What regulatory approvals are needed before a clinical trial can start in the UAE?

  • No clinical trial may commence without prior approval from the Emirates Drug Establishment (EDE) and an accredited ethics committee. The EDE replaced MOHAP's Drug Control Department as the central regulatory authority for medical products and clinical research.
  • Non-clinical (pre-clinical) studies must be completed before any clinical trial on humans can begin. Conducting a clinical trial without prior non-clinical data is prohibited under Federal Decree-Law No. 38 of 2024.
  • In Abu Dhabi, the Department of Health (DOH) imposes additional requirements, including its own Standard on Human Subject Research and a separate ethics committee approval process.

Who this applies to

This article is for pharmaceutical sponsors, contract research organisations (CROs), clinical trial sites (hospitals, research centres), principal investigators, and medical device companies planning to conduct or participate in clinical trials in the UAE.

It is also relevant to biotech investors and licensing partners who need to understand the regulatory pathway as part of due diligence on UAE-based clinical programmes.

Entities operating exclusively within the DIFC or ADGM healthcare free zones should confirm whether their activities fall under federal regulation (they typically do for clinical trials involving human subjects) or free zone-specific rules. Clinical trials on human subjects are federally regulated regardless of where the sponsoring entity is incorporated.

The regulatory framework after the 2024 Medical Products Law

The UAE's clinical trial regulatory framework changed materially in January 2025 when Federal Decree-Law No. 38 of 2024 (the "Medical Products Law") came into force, replacing the 2019 legislation. The new law consolidates regulatory authority under the Emirates Drug Establishment (EDE), which now oversees clinical trial approvals, pharmacovigilance, and the licensing of research entities.

The EDE is now the central authority. It approves entities authorised to conduct clinical trials, issues the necessary permits, and supervises ongoing compliance. The EDE also prepares and issues the national framework for clinical and non-clinical trials, including ethical rules, procedures, and governance standards aligned with international best practice.

The Medical Products Law defines the key entities involved in clinical research. A Clinical Trial Sponsor is the individual, company, or institution that initiates, manages, and finances the trial. A Contract Research Organisation (CRO) is contracted to perform one or more of the sponsor's obligations but does not assume the sponsor's regulatory responsibilities. A Contract Site Management Organisation (CSMO) provides administrative services related to site management (researcher recruitment, feasibility assessment, patient recruitment) without bearing regulatory obligations. Contract Development and Manufacturing Organisations (CDMOs) are also recognised for the first time, reflecting the UAE's push to attract pharmaceutical manufacturing and R&D investment.

» Records supplied
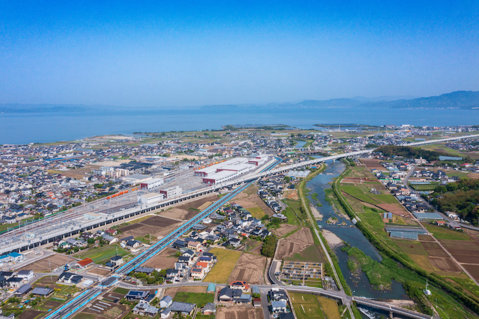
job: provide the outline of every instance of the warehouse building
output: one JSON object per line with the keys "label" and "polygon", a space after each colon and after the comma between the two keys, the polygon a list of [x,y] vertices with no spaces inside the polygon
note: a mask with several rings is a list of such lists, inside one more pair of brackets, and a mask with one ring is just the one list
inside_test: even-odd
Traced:
{"label": "warehouse building", "polygon": [[164,183],[164,181],[162,178],[155,178],[142,183],[140,184],[140,187],[146,190],[151,190],[152,188],[155,188],[155,187],[158,187],[161,185],[163,185]]}
{"label": "warehouse building", "polygon": [[150,205],[153,203],[162,201],[165,199],[164,194],[149,193],[138,196],[138,204],[140,205]]}
{"label": "warehouse building", "polygon": [[164,194],[165,199],[172,199],[181,196],[183,194],[183,190],[179,186],[173,186],[161,190],[159,193]]}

» Using the information
(1) Using the UAE clinical trial text, answer these:
(a) Which department did the Emirates Drug Establishment replace?
(b) In what month and year did the Medical Products Law come into force?
(c) What kind of services does a Contract Site Management Organisation provide?
(2) Transcribe the UAE clinical trial text word for word, starting with "What regulatory approvals" and going on through "and clinical research.".
Answer from the text only, not from the records.

» Results for each task
(1)
(a) MOHAP's Drug Control Department
(b) January 2025
(c) Administrative services related to site management, such as researcher recruitment, feasibility assessment and patient recruitment, without bearing regulatory obligations

(2)
What regulatory approvals are needed before a clinical trial can start in the UAE?

  • No clinical trial may commence without prior approval from the Emirates Drug Establishment (EDE) and an accredited ethics committee. The EDE replaced MOHAP's Drug Control Department as the central regulatory authority for medical products and clinical research.